**Directions:**
1 – List every item that the text on palliative care says the welcome pack contained.
2 – According to the text on palliative care, how often are the home visits scheduled from now on?
3 – Decide whether each statement agrees with the text on palliative care. Give yes or no for each, with the deciding words quoted from the text.
(a) The first regular home visit took place quite soon after Judy came home from hospital.
(b) The pack is still kept in the pantry.
(c) Only one of the two carries the hot line card.

**Text segment:**
•••
That pack of in-case-of-emergency-break-glass M&M's though, reminds me every time I think of it that the new normal isn't going to continue steadily forever.
Looking at that pack robs me of thoughts of future shared experiences with my soul mate.
Looking at that pack honestly fucks my head up.
We had the pack in the pantry at first, and it was seen by me with a jolt every time I reached for the Vegemite, so I've now locked it out of sight in the safe. Hopefully we can forget all about that serious shit that's all-too-serious and get back to abnormal for as long as possible.
Palliative care doctors and nurses are there to help, either at the end of the phone, or right at your home doorstep. If you don't know whether you should be heading to the emergency department? Call their hot line, any time of day or night. Prescribed pain medication not doing its thing tonight? Call their hot line and they can be there to help. Need someone to just regularly check how you're doing? Don't even need to call the hot line, as they've got regular visits to your home all planned out.
I don't want to imagine needing them, but imagine or not, we're signed up for at least monthly visits here on in, and both of us have their hot line card in our wallet.
The first of the regular home visits happened quite soon after Judy came home from hospital. It was quite awkward at times.
Nurse Lyndal arrived, and started with a bit of chit chat about the ins and outs of "Pal Care". (I guess the shortening of the name to "Pal Care" makes it somewhat more approachable... might be an effort to re-brand, sound friendly and lose the stigma.) Then things moved on to a whole load of questions and confirmation: How many stairs are there up to the front door? How much pain meds are you on? Got enough? Had any falls? How are things getting done around the home? How's your bowel movements? (Nurses seem obsessed with crapping.) And so on. For an hour. And through it all we can see written on her face looking at us young ones: "I don't need to be here."
And we're thinking: "You don't need to be here."
But we do like that the palliative care team is there for Judy.
Lyndal left us with a welcome pack. It wasn't cheery and full of good stuff, and not that welcoming, really. It was most unlike a welcome pack of lovely things that you'd receive at a gala horse racing industry event, or welcome pack pamphlets that you'd be given at a trade show whose contents you either mostly ignore, or get you really excited about wanting something.
It contained things like a Pressure Injury Management fact sheet, a Fall Prevention fact sheet, an Emergency Medication fact sheet, a "My Advance Care Directive" template (super cheery), and an information booklet full of Pal Care service information and pictures of old people smiling, of old hands being held, and dogs.
Surely the pack could have been jazzed up with some fun things. Like a bumper sticker reading "Pal Care is my Pal", or a colourful fridge magnet affirmation spraying "Fuck Cancer!"
•••
Natural-language object grounding data
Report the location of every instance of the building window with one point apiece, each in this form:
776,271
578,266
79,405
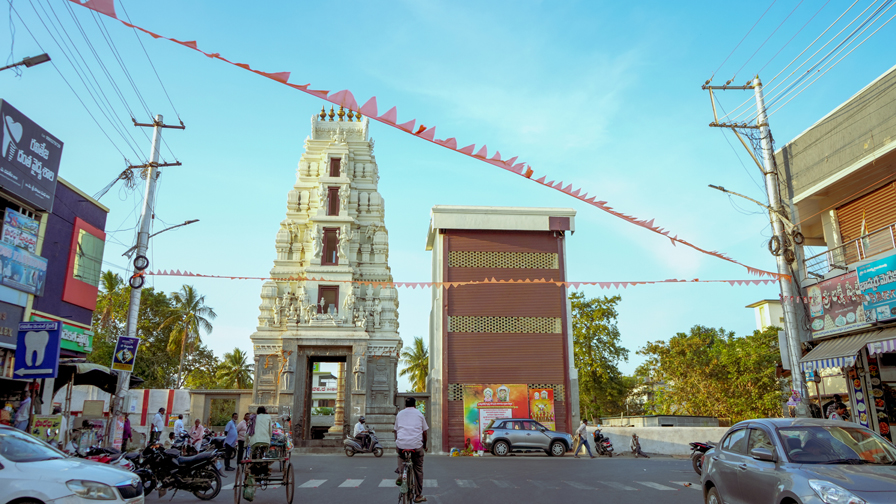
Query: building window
328,295
329,257
85,263
334,166
332,201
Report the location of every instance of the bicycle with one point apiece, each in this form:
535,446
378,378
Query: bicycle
407,493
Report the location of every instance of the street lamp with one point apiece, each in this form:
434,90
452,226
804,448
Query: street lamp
29,61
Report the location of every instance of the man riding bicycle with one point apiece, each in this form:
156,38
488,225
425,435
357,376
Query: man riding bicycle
410,435
362,432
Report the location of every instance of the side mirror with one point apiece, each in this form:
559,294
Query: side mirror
762,454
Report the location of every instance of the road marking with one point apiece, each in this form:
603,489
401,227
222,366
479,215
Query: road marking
580,486
656,486
617,485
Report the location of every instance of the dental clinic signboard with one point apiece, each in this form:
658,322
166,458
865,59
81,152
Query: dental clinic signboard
877,281
30,158
37,350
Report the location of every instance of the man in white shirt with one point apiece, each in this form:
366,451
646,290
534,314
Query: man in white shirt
179,426
158,423
362,432
23,415
410,434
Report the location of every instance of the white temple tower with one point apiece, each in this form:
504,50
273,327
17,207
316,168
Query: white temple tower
324,304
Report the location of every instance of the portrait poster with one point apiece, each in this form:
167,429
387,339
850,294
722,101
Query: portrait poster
484,403
541,407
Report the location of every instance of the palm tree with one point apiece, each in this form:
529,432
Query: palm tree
111,296
416,364
188,316
234,371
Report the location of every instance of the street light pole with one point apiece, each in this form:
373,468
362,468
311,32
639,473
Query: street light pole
29,61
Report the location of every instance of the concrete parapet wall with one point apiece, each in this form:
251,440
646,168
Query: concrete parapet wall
660,440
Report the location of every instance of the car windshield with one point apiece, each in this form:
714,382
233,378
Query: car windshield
835,445
20,447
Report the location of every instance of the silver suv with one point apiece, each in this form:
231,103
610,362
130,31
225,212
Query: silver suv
503,435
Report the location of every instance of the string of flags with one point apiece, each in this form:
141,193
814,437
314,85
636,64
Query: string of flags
446,285
346,99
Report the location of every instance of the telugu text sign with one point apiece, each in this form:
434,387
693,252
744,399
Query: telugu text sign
30,158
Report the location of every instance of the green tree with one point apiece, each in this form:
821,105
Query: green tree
189,316
235,371
712,372
416,364
154,363
597,354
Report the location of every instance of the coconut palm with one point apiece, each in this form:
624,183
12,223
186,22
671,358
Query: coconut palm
189,315
234,371
416,364
112,297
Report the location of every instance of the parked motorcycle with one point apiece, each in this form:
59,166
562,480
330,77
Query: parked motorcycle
602,444
698,449
353,446
168,470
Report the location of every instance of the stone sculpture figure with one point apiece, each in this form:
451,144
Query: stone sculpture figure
358,371
345,236
277,308
318,243
377,310
344,193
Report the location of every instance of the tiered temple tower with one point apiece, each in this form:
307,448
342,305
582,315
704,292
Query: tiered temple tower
322,306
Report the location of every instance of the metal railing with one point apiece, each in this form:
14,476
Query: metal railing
861,248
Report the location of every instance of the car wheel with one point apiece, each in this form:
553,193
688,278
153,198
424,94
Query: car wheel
558,449
697,461
712,496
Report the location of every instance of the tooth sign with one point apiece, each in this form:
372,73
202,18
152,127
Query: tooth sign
35,347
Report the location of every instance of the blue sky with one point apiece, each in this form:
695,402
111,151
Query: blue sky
605,95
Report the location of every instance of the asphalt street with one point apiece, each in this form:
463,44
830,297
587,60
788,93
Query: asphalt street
515,479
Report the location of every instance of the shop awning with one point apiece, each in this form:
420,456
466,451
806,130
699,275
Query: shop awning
885,341
91,374
837,352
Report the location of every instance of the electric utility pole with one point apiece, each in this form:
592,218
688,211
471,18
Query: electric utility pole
781,240
140,261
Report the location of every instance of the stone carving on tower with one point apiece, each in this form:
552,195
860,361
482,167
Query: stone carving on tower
330,300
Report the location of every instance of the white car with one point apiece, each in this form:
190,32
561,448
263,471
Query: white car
33,472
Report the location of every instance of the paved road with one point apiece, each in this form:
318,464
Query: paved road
517,479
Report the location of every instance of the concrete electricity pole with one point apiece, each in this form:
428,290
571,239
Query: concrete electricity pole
140,261
781,240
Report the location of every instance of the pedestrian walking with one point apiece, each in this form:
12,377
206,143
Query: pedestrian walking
582,439
635,445
230,433
158,423
23,415
242,429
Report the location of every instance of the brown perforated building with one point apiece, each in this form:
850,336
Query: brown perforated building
498,333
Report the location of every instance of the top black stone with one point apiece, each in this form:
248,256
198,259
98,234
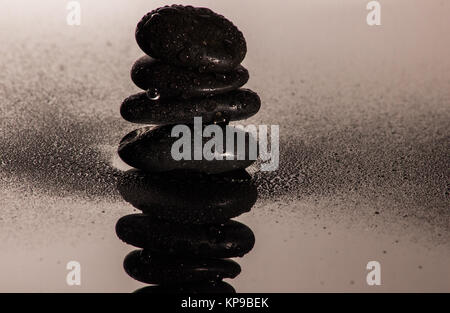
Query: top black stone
191,37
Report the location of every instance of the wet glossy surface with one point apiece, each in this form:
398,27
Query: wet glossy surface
363,117
191,37
231,106
170,81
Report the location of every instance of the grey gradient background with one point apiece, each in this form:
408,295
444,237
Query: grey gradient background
364,117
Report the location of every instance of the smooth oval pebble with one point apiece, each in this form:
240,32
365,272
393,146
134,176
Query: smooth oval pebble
232,106
150,149
227,240
191,198
168,81
191,37
220,287
152,269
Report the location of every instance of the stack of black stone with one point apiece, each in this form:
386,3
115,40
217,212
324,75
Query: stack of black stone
192,69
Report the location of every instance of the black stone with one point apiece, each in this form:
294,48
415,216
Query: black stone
231,106
168,81
227,240
219,287
191,37
152,269
192,198
149,149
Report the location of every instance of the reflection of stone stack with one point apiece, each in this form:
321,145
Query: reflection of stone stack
185,229
192,69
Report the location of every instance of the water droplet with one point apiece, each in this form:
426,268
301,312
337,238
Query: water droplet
153,94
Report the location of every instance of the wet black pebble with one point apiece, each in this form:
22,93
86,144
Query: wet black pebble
153,269
230,239
163,80
219,287
189,198
232,106
191,37
150,149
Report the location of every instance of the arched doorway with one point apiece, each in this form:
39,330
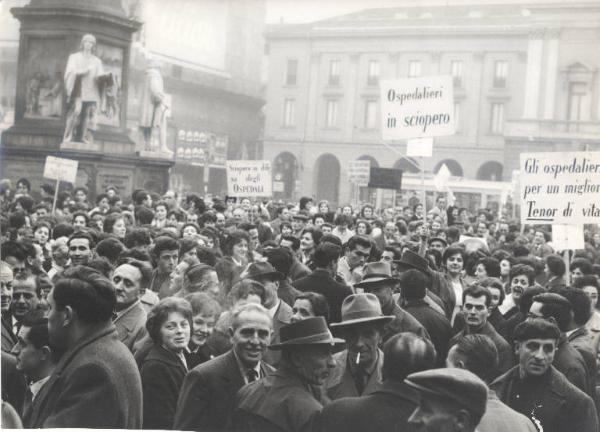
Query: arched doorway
285,175
453,166
367,194
490,171
327,178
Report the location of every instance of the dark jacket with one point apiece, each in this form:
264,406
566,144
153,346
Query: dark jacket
321,282
206,400
559,405
385,409
506,358
280,402
96,384
436,324
162,376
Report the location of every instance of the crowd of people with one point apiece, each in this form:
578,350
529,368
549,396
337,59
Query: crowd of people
168,312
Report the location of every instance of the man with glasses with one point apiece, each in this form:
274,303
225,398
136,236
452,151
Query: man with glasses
477,302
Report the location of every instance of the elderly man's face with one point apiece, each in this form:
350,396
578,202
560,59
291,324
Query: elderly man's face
535,356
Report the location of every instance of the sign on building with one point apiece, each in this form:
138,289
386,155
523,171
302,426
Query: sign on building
249,178
560,188
60,169
385,178
359,172
417,107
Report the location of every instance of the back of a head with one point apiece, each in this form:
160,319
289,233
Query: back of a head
406,353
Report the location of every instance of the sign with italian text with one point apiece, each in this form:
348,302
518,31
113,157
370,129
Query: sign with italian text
560,188
417,108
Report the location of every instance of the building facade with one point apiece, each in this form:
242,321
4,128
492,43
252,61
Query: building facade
512,68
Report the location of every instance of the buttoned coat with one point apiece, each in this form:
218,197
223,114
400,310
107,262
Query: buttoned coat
340,382
162,376
386,408
131,325
207,397
96,384
561,407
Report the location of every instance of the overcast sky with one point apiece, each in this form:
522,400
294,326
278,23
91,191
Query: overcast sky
298,11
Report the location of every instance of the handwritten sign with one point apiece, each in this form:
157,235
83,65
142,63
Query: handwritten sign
249,178
560,188
60,169
417,107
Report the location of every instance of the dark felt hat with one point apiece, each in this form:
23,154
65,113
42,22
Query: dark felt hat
311,331
458,385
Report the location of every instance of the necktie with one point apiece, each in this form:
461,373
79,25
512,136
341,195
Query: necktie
252,375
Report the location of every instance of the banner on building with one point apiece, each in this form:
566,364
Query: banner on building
249,178
560,188
60,169
359,172
417,108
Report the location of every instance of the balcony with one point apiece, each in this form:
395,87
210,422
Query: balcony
553,129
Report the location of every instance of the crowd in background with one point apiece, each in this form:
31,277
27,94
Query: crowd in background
169,312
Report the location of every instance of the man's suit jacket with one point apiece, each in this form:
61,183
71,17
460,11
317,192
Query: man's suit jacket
321,282
385,409
131,325
340,382
206,400
282,317
96,384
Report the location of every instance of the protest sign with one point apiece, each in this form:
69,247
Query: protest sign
417,107
560,188
359,172
60,169
249,178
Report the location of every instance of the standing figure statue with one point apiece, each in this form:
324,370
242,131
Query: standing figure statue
•••
**Answers to the exercise:**
1 –
- a Pressure Injury Management fact sheet
- a Fall Prevention fact sheet
- an Emergency Medication fact sheet
- a "My Advance Care Directive" template
- an information booklet full of Pal Care service information and pictures of old people smiling, of old hands being held, and dogs

2 – At least monthly.

3 –
(a) Yes: "The first of the regular home visits happened quite soon after Judy came home from hospital."
(b) No: "so I've now locked it out of sight in the safe."
(c) No: "both of us have their hot line card in our wallet."